Sunday, September 14, 2025 4:56 am by M. in ,    No comments
A new exhibition in London, tangentially interesting to the readers of this blog:
(In the picture, one of the pieces that can be seen at the exhibition: Celia Paul, Charlotte, 2019, oil on canvas, 25.5 x 20.5cm. Website: Victoria Miro)
Curated by Hilton Als
12 September through 22 November 2025
Michael Werner, 22 Upper Brook St, London W1K 7PZ, United Kingdom

Conceived as a collective portrait of Jean Rhys, including paintings, drawings, and books, Postures explores not only the destabilising force of difference, but the ways in which Empire affected the Creole world Rhys was born into, and never forgot. As a significant presence in post-colonial writing, Rhys offered, in sui generis prose, a view into lives and cultures that had hitherto been marginalised, or ignored, by European male writers. So doing, Rhys’ powerful evocation of her native Dominica, and Jamaica in her master work, Wide Sargasso Sea, 1966, inspired writers Jamaica Kincaid, Derek Walcott, and Caryl Phillips - all of whom are represented in Postures - to write about their own relationship to the places in the Caribbean where they were born and partly raised.

- Required tasks -
- a) According to the exhibition announcement, which three writers inspired by Rhys are represented in Postures?
- b) Write the next part of the exhibition announcement about Postures, picking up after its last sentence.

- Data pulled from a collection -
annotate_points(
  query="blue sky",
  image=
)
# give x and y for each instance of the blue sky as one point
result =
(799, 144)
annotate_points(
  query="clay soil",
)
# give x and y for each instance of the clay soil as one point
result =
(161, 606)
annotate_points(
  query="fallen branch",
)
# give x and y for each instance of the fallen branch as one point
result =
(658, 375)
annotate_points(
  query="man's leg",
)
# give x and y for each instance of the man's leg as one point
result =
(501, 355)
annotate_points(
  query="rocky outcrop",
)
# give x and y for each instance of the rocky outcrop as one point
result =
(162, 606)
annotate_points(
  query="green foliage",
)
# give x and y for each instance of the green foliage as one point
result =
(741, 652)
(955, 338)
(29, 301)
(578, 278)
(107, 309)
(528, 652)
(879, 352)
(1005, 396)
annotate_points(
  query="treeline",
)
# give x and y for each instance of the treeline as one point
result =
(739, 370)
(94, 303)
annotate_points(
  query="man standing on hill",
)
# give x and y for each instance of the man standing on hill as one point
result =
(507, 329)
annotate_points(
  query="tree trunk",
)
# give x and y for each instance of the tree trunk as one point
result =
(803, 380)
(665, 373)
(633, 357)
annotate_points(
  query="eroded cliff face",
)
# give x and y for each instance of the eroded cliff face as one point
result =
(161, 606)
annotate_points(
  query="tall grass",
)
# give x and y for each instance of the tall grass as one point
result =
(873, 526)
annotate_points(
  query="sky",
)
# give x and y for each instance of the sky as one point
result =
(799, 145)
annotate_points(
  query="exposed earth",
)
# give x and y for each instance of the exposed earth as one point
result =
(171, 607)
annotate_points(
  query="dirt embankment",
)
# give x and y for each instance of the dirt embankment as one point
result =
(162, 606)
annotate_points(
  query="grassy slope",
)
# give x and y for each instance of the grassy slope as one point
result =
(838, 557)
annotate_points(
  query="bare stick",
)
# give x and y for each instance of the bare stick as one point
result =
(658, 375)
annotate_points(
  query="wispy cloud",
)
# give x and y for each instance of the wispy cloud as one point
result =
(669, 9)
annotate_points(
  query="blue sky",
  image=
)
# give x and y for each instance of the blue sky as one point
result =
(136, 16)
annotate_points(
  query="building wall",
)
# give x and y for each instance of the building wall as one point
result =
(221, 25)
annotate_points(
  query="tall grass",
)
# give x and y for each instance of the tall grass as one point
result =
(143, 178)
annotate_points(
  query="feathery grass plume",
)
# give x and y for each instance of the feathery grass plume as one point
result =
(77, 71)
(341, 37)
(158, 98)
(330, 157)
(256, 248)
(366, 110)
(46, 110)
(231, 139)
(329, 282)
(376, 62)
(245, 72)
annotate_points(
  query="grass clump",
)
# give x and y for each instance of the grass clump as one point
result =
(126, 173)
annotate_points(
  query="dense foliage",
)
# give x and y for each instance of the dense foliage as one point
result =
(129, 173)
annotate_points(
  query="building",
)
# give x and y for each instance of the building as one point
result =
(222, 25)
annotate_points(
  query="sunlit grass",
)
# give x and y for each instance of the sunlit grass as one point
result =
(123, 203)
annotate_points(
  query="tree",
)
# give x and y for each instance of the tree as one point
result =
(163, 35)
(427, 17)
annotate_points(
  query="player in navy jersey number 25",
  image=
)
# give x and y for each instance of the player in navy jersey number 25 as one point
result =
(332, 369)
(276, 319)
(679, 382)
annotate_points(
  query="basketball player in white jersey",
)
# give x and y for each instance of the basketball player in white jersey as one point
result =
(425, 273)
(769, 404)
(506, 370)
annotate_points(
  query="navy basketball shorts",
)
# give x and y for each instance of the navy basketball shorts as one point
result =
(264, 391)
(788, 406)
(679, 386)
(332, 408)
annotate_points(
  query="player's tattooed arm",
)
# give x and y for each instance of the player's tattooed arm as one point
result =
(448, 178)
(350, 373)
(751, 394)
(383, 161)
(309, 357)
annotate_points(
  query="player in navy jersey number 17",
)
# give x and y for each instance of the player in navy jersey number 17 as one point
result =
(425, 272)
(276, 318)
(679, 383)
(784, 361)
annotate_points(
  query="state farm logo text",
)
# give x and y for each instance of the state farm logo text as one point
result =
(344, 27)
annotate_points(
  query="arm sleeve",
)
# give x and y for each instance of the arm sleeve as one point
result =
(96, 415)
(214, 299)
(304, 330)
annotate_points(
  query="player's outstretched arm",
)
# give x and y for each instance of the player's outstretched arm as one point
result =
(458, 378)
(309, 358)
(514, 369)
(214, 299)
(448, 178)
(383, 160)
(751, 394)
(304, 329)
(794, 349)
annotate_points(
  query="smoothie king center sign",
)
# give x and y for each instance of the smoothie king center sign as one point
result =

- Answers -
- a) Jamaica Kincaid, Derek Walcott, and Caryl Phillips.

- b)
Working in tandem with Rhys’ texts, the artists included in Postures explore the interior and exterior worlds Rhys evoked with her pen: a world in which politics is not inseparable from the ways in which women live their lives.
Spanning over 30 artists, the exhibition features a potent mix of names past and present: Kai Althoff, Hurvin Anderson, Kara Walker, Celia Paul, Gwen John, Sarah Lucas, Leon Kossoff and Francis Picabia, to name just a few. There’s a deep sensuality in Reggie Burrows Hodges and the barbed wit of Rebecca Warren are visual echoes of the Caribbean’s colonial past from Agostino Brunias, and 20th-century photography from the likes of Brassaï and Eugène Atget.
What ties it all together? Rhys herself. Or rather, the idea of Rhys – a woman born in 1890 in Roseau, Dominica, to a Welsh father and a third-generation Creole mother of Scottish descent. She left the Caribbean in 1907, lived across Europe, and yet never truly left Dominica behind. It bled into her fiction – most famously into Wide Sargasso Sea, her lush and lacerating response to Jane Eyre. That novel alone influenced generations of writers, including Jamaica Kincaid, Derek Walcott and Caryl Phillips – all of whom are referenced in the show. (Emily Phillips)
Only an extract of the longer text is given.